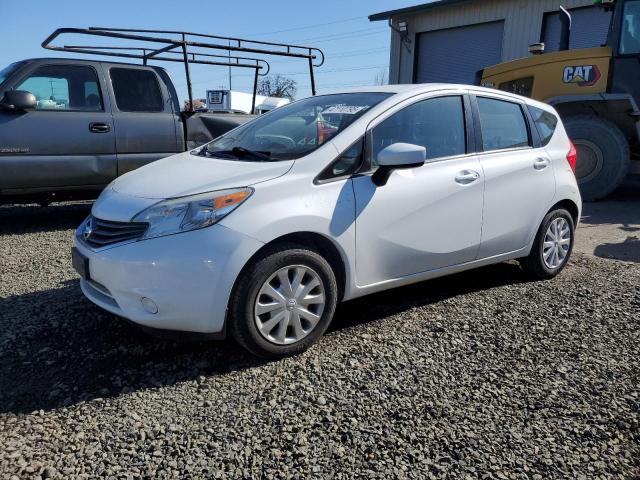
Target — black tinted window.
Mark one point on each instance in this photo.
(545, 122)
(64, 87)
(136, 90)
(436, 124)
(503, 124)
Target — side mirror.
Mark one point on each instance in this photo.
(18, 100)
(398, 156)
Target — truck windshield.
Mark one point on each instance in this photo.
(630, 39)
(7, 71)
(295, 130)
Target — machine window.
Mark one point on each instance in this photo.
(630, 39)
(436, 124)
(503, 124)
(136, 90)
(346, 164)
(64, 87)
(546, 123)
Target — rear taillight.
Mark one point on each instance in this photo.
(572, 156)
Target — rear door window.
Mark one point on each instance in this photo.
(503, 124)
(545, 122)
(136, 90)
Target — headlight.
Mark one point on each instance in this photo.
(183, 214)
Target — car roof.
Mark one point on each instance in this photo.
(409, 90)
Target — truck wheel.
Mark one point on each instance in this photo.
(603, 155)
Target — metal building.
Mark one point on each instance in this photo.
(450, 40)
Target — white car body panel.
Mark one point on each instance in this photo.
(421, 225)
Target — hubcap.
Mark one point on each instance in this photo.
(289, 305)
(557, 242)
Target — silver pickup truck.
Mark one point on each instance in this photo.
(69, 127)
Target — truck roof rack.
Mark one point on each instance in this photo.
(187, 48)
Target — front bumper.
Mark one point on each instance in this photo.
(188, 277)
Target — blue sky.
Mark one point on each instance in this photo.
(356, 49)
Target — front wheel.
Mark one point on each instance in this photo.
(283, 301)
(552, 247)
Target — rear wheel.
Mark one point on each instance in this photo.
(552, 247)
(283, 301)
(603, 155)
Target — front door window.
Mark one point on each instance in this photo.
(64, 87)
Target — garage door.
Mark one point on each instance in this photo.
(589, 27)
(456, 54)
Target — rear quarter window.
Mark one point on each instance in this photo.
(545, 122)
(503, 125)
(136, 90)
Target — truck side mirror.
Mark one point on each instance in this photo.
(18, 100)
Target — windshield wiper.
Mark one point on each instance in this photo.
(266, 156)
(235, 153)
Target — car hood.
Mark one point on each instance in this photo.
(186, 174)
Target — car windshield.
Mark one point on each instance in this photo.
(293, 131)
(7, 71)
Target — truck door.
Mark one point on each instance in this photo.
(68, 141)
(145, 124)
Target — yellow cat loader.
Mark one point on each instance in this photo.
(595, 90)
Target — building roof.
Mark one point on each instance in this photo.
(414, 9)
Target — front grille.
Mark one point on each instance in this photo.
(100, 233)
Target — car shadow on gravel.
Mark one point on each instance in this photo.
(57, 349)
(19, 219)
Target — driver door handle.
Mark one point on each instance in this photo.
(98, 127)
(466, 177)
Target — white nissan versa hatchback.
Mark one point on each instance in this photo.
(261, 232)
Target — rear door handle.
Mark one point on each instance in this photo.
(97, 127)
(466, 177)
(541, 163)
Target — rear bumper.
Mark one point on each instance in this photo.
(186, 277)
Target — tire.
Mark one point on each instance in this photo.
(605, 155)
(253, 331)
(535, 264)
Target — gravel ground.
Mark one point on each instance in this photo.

__________________________________________________

__ACTION ITEM__: Could you print all of the entries above exactly as written, minus the pictures?

__SOLUTION FOR THIS PROBLEM__:
Target — black tinted window.
Mark one point on each instance in this photo.
(545, 122)
(64, 87)
(136, 90)
(436, 124)
(503, 124)
Target — side mirror.
Mark one point on each instance in this photo.
(18, 100)
(398, 156)
Target — truck windshield.
Mark one point on each instance in this photo.
(630, 39)
(7, 71)
(295, 130)
Target — machine window.
Mark one point on each instance in this photo.
(630, 39)
(436, 124)
(503, 124)
(136, 90)
(346, 164)
(64, 87)
(546, 123)
Target — rear taillight.
Mark one point on each instance in this photo.
(572, 156)
Target — rear door window.
Mark one point on each instance in this photo.
(503, 124)
(545, 122)
(136, 90)
Target — headlight.
Mark one point on each instance in this photo.
(183, 214)
Target — car roof.
Mark one point on each instance in this photo.
(409, 90)
Target — truck wheel.
Mark one point on each instance in this photo.
(603, 155)
Target — metal building.
Mark one point on each instance in this photo.
(450, 40)
Target — white car body panel.
Mark one point on each instance in this photo.
(421, 225)
Target — hubcap.
Mark one point on each instance in this photo.
(289, 305)
(557, 242)
Target — silver pickup truck.
Mark one point on each instance in this photo.
(69, 127)
Target — truck roof rack.
Mark one point on each instance in this photo.
(187, 48)
Target — front bumper.
Mark one point on each instance in this photo.
(188, 277)
Target — blue sky.
Mark one point on each instance in this photo.
(356, 49)
Target — front wheel.
Mark one point on each instance in this photo.
(283, 301)
(552, 247)
Target — rear wheel.
Mark one point on each instance in this photo.
(552, 247)
(283, 301)
(603, 155)
Target — front door window.
Mark one point on each instance in this photo.
(64, 87)
Target — garage door.
Mark one point on each instance in this photo.
(589, 27)
(456, 54)
Target — rear quarter window.
Mark one point on each instance in this photo.
(545, 122)
(503, 125)
(136, 90)
Target — truck side mirror.
Mark one point on each instance in this photo.
(18, 100)
Target — windshield wiper.
Mark one point on each instance in this photo.
(266, 156)
(235, 153)
Target — car hood.
Mark one point on each instance in this photo.
(186, 174)
Target — car windshield.
Mark one point on each instance in this photo.
(293, 131)
(7, 71)
Target — truck door.
Mark one point on each instance in this photo.
(68, 141)
(145, 124)
Target — yellow cat loader.
Mark one point on each instance in this photo.
(595, 90)
Target — building roof.
Mark one point on each instance in this photo.
(414, 9)
Target — front grille.
Mark one point on each instance in this photo.
(100, 233)
Target — car shadow on gravel.
Mark one point on each instance in this photo.
(57, 349)
(19, 219)
Target — driver door handle.
Mark one point on each instance in this photo.
(98, 127)
(466, 177)
Target — white nissan versa hatchback.
Mark one point on each instance in this photo.
(261, 232)
Target — rear door handle.
Mark one point on each instance in this photo.
(97, 127)
(466, 177)
(541, 163)
Target — rear bumper.
Mark one point on each instance in this photo.
(186, 277)
Target — tire.
Mark one point on each instance in this photo.
(605, 155)
(253, 331)
(535, 264)
Target — gravel ground.
Mark one point on each instance in this photo.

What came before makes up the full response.